__Document passage__
-- Start --
Four Charts That Prove Obama’s Right About Being Black In America
By Annie-Rose Strasser on Jul 19, 2013 at 4:23 pm

On Friday, President Obama gave a personal, emotional speech about the killing of Trayvon Martin, in which he spoke extensively on the broader issue of race in the United States.

Obama addressed the experiences of racial profiling that are all too common for Black men. “There are very few African-American men in this country who haven’t had the experience of being followed when they were shopping in a department store,” Obama said. “That includes me. And there are very few African-American men who haven’t had the experience of walking across the street and hearing the locks click on the doors of cars. That happens to me, at least before I was a senator.”

“The African-American community is also knowledgeable that there is a history of racial disparities in the application of our criminal laws,” Obama said, “everything from the death penalty to enforcement of our drug laws. And that ends up having an impact in terms of how people interpret the case.
-- End --
__Material shown__
-- Start --
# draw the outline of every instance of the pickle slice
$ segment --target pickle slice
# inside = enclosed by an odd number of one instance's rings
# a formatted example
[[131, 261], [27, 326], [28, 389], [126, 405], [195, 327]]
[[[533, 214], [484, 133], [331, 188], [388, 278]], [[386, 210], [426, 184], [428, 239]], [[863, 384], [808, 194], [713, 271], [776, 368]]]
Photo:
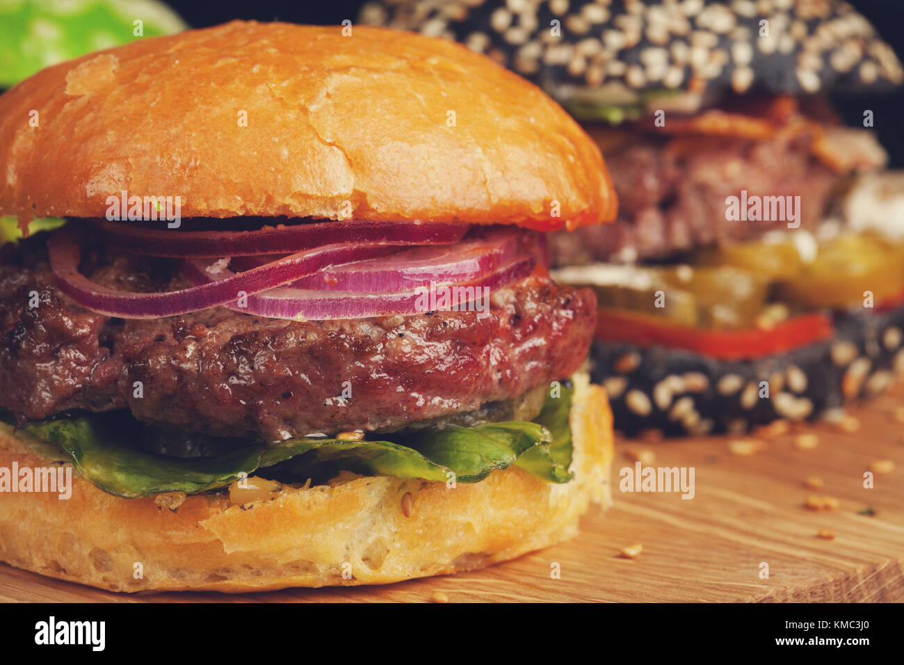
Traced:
-- End --
-- Start --
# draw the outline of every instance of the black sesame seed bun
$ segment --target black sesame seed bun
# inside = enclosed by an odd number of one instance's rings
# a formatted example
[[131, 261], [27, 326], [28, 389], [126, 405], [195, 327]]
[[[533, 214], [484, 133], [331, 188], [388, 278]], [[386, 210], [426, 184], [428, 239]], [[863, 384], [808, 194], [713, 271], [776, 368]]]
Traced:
-- End --
-- Start --
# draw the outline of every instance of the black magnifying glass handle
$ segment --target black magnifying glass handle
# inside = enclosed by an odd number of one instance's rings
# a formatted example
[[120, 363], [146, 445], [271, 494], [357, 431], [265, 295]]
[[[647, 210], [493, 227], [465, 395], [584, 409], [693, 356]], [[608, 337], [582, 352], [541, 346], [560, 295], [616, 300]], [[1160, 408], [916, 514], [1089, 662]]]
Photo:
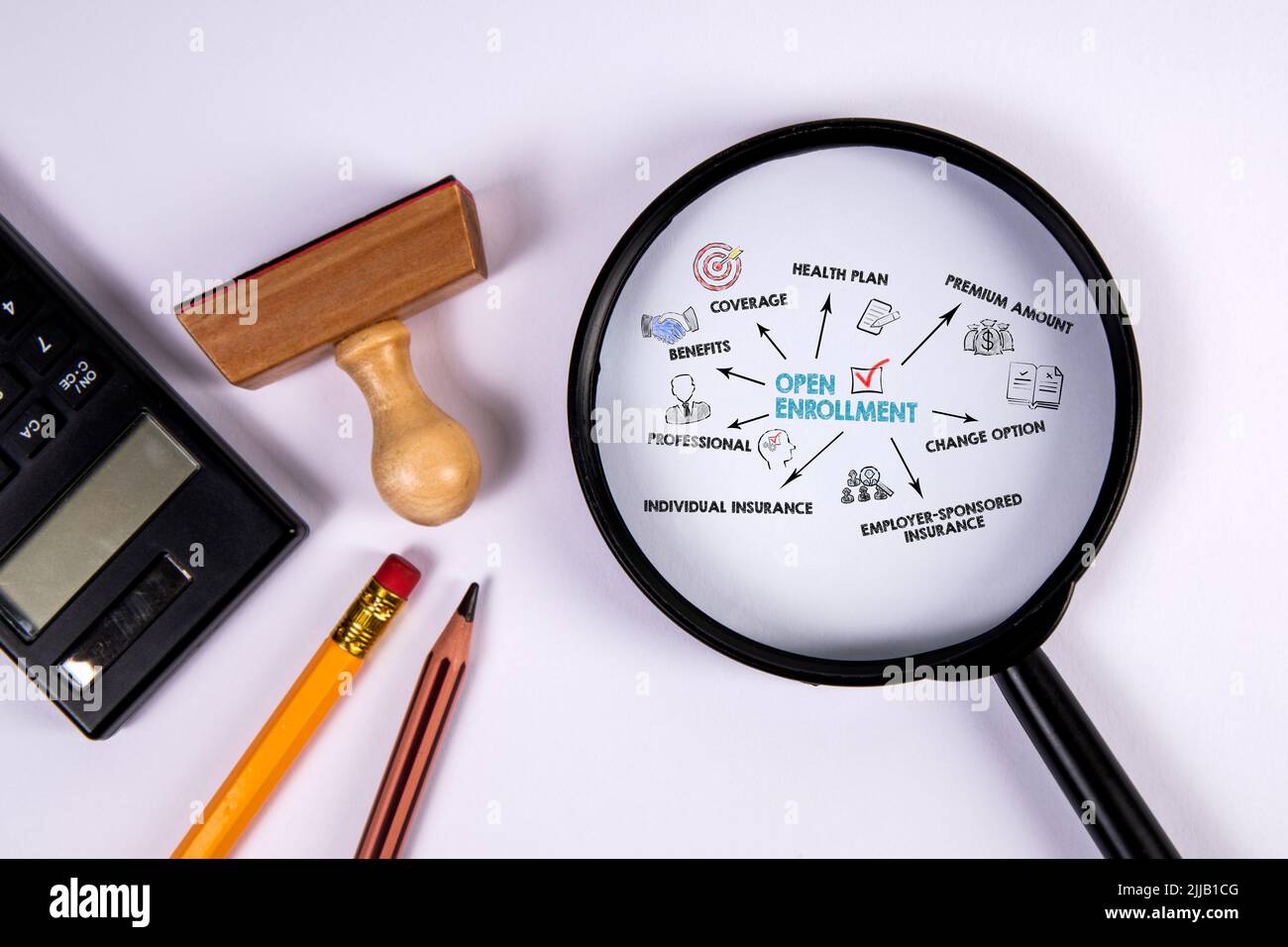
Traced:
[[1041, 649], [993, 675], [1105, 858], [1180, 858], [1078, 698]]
-- End --
__Tasks to perform__
1) In the article on Obama's remarks about race, condense the paragraph beginning "Obama addressed the experiences" into a shorter version that keeps its main facts.
2) Write out the part of the article on Obama's remarks about race that runs between "Four Charts That" and "the United States.", inclusive.

__Answers below__
1) Obama spoke about racial profiling, which is common for Black men. He said that very few African-American men, himself included, have not been followed while shopping in a department store. He added that very few have not heard car doors lock as they crossed the street, which also happened to him before he became a senator.

2)
Four Charts That Prove Obama’s Right About Being Black In America
By Annie-Rose Strasser on Jul 19, 2013 at 4:23 pm

On Friday, President Obama gave a personal, emotional speech about the killing of Trayvon Martin, in which he spoke extensively on the broader issue of race in the United States.